--- BEGIN Task data ---

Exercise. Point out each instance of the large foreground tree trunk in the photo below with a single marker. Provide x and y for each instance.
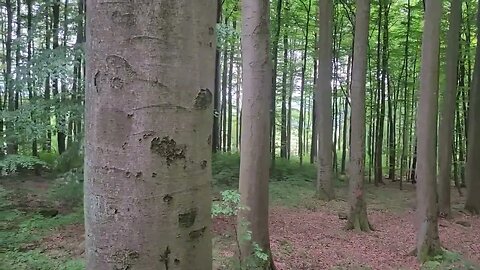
(357, 218)
(148, 134)
(255, 134)
(323, 102)
(428, 242)
(473, 152)
(447, 119)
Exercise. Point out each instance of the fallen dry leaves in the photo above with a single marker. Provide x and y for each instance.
(304, 239)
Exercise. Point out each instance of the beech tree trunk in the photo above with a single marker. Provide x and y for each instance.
(273, 109)
(254, 151)
(324, 102)
(473, 148)
(9, 86)
(357, 218)
(148, 134)
(428, 242)
(216, 95)
(302, 85)
(230, 94)
(447, 117)
(283, 128)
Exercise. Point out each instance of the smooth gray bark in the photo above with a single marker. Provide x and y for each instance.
(149, 84)
(428, 242)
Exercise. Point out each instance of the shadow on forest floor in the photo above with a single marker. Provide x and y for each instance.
(39, 232)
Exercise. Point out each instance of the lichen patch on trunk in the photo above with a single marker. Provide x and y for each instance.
(124, 259)
(197, 233)
(168, 149)
(187, 219)
(203, 99)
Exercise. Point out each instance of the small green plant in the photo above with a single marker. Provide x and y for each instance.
(70, 159)
(447, 260)
(11, 164)
(68, 189)
(229, 207)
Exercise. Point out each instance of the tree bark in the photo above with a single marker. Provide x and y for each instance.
(148, 131)
(223, 114)
(428, 242)
(302, 83)
(324, 102)
(273, 109)
(473, 148)
(447, 117)
(254, 152)
(406, 133)
(230, 95)
(9, 86)
(216, 95)
(283, 128)
(357, 218)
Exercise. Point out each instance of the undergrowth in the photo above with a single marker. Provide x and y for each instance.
(448, 261)
(21, 234)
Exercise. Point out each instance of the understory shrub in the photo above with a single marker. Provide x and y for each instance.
(12, 164)
(68, 188)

--- END Task data ---

Aim — Recast the data above as a Markdown table with the columns "No." and "Line": one row per line, numbered in order, with blank lines omitted and the pictures left out.

Expected answer —
| No. | Line |
|---|---|
| 1 | Exercise. Point out each instance of the large foreground tree trunk in the photo below with a single marker. Provide x and y for each instance. |
| 2 | (357, 218) |
| 3 | (148, 134) |
| 4 | (255, 134) |
| 5 | (323, 102) |
| 6 | (428, 242) |
| 7 | (473, 152) |
| 8 | (447, 119) |
| 9 | Exercise. Point out each instance of the fallen dry leaves in the photo above with a single marker. Provide x and y for each instance. |
| 10 | (304, 239) |
| 11 | Exercise. Point out each instance of the beech tree trunk in the photo above with a single marker. Provide x and y for each instance. |
| 12 | (273, 109) |
| 13 | (254, 151) |
| 14 | (324, 102) |
| 15 | (473, 148) |
| 16 | (9, 86) |
| 17 | (357, 218) |
| 18 | (148, 134) |
| 19 | (428, 242) |
| 20 | (216, 95) |
| 21 | (302, 85) |
| 22 | (230, 94) |
| 23 | (447, 117) |
| 24 | (283, 128) |
| 25 | Exercise. Point out each instance of the smooth gray bark in the photo above with a single marker. Provide x and y for each instance. |
| 26 | (149, 84) |
| 27 | (428, 242) |
| 28 | Exercise. Point out each instance of the shadow on forest floor in the photo above with a single marker. Provide x and y for each instance. |
| 29 | (39, 232) |
| 30 | Exercise. Point out each instance of the lichen patch on trunk in the photo above with a single marker. Provide x and y for each instance. |
| 31 | (124, 259) |
| 32 | (197, 233) |
| 33 | (168, 149) |
| 34 | (187, 219) |
| 35 | (203, 99) |
| 36 | Exercise. Point out each instance of the small green plant in the photo above with a single marker. Provide x and y for each instance. |
| 37 | (70, 159) |
| 38 | (447, 260) |
| 39 | (11, 164) |
| 40 | (68, 189) |
| 41 | (229, 207) |
| 42 | Exercise. Point out each instance of the tree bark in the photo above with a single marker. Provide x and y for each instance. |
| 43 | (148, 131) |
| 44 | (223, 114) |
| 45 | (428, 242) |
| 46 | (302, 83) |
| 47 | (324, 102) |
| 48 | (273, 109) |
| 49 | (473, 148) |
| 50 | (447, 117) |
| 51 | (254, 152) |
| 52 | (406, 133) |
| 53 | (230, 95) |
| 54 | (9, 86) |
| 55 | (216, 95) |
| 56 | (283, 128) |
| 57 | (357, 218) |
| 58 | Exercise. Point out each instance of the undergrowth in the photo above with a single marker. Provide x and y for each instance. |
| 59 | (448, 261) |
| 60 | (21, 234) |
| 61 | Exercise. Point out each instance of the understory shrub in the photo above with a single marker. Provide x and y for each instance. |
| 62 | (12, 164) |
| 63 | (68, 188) |